### [Set problem 1]
Quote the part of the diffraction passage from "These are the" to "from the center." word for word.

### [Document segment]
These are the key concepts you need to understand to accurately answer the question.

Diffraction Pattern
When light encounters an obstacle, such as a slit, it tends to bend and spread out. This is known as diffraction. In a single-slit diffraction setup, when monochromatic light passes through a narrow slit, it produces a characteristic pattern of alternating bright and dark bands on a screen, known as a diffraction pattern.
This pattern results from the constructive and destructive interference of light waves. The central bright band, called the central maximum, is the brightest part of the pattern. Flanking it are alternating bands of light (maxima) and darkness (minima), whose intensity gradually decreases with distance from the center.
Intensity Calculation
The intensity of light in a diffraction pattern is not uniform. It varies based on the angle \(\theta\)\, which measures the position on the screen relative to the central maximum. The intensity at any point in the pattern can be calculated using:
  • \( I(\theta) = I_0 \left( \frac{\sin(\beta)}{\beta} \right)^2\)

### [Excerpts of location labeling data]
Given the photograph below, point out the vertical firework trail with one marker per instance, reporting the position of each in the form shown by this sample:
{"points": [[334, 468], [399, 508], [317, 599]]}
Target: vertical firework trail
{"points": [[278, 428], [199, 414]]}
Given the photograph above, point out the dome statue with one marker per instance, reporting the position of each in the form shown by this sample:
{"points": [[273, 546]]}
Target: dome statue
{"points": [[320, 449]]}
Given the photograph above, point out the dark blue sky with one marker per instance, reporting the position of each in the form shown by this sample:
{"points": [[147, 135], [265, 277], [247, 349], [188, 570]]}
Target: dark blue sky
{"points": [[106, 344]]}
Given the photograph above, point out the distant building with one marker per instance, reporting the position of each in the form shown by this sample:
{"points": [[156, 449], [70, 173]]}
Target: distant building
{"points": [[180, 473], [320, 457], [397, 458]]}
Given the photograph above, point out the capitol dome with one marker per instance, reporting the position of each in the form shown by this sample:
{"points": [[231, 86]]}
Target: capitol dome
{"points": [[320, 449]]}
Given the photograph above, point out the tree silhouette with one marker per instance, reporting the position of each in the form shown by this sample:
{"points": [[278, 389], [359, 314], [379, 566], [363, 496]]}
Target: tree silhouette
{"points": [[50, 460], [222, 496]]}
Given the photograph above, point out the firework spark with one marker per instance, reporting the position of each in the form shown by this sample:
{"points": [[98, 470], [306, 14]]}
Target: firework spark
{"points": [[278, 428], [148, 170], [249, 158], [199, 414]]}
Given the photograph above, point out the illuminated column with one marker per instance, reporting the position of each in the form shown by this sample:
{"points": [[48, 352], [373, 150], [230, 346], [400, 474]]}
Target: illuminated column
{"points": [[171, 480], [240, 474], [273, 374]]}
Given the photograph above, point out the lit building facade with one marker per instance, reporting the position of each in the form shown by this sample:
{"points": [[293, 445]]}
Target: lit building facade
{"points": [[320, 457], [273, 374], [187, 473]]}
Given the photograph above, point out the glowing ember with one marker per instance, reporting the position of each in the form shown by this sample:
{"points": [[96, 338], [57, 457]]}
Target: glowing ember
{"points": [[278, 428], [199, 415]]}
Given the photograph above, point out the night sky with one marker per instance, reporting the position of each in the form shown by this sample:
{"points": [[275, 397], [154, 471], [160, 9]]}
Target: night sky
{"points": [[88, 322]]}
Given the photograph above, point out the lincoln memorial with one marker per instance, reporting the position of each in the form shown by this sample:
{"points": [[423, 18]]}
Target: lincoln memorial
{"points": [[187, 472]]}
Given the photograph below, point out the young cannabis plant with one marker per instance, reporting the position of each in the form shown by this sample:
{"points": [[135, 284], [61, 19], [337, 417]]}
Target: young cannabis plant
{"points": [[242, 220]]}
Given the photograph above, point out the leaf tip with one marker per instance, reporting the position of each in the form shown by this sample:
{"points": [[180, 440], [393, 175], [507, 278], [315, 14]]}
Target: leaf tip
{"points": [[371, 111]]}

### [Set problem 2]
Print the records word for word, from the line with "Given the photograph above, point out the illuminated" through the end of the records.

### [Full solution 1]
These are the key concepts you need to understand to accurately answer the question.

Diffraction Pattern
When light encounters an obstacle, such as a slit, it tends to bend and spread out. This is known as diffraction. In a single-slit diffraction setup, when monochromatic light passes through a narrow slit, it produces a characteristic pattern of alternating bright and dark bands on a screen, known as a diffraction pattern.
This pattern results from the constructive and destructive interference of light waves. The central bright band, called the central maximum, is the brightest part of the pattern. Flanking it are alternating bands of light (maxima) and darkness (minima), whose intensity gradually decreases with distance from the center.

### [Full solution 2]
Given the photograph above, point out the illuminated column with one marker per instance, reporting the position of each in the form shown by this sample:
{"points": [[48, 352], [373, 150], [230, 346], [400, 474]]}
Target: illuminated column
{"points": [[171, 480], [240, 474], [273, 374]]}
Given the photograph above, point out the lit building facade with one marker per instance, reporting the position of each in the form shown by this sample:
{"points": [[293, 445]]}
Target: lit building facade
{"points": [[320, 457], [273, 374], [187, 473]]}
Given the photograph above, point out the glowing ember with one marker per instance, reporting the position of each in the form shown by this sample:
{"points": [[96, 338], [57, 457]]}
Target: glowing ember
{"points": [[278, 428], [199, 415]]}
Given the photograph above, point out the night sky with one marker per instance, reporting the position of each in the form shown by this sample:
{"points": [[275, 397], [154, 471], [160, 9]]}
Target: night sky
{"points": [[88, 322]]}
Given the photograph above, point out the lincoln memorial with one marker per instance, reporting the position of each in the form shown by this sample:
{"points": [[423, 18]]}
Target: lincoln memorial
{"points": [[187, 472]]}
Given the photograph below, point out the young cannabis plant with one marker per instance, reporting the position of each in the form shown by this sample:
{"points": [[135, 284], [61, 19], [337, 417]]}
Target: young cannabis plant
{"points": [[242, 220]]}
Given the photograph above, point out the leaf tip with one marker per instance, reporting the position of each in the form shown by this sample:
{"points": [[180, 440], [393, 175], [507, 278], [315, 14]]}
Target: leaf tip
{"points": [[371, 111]]}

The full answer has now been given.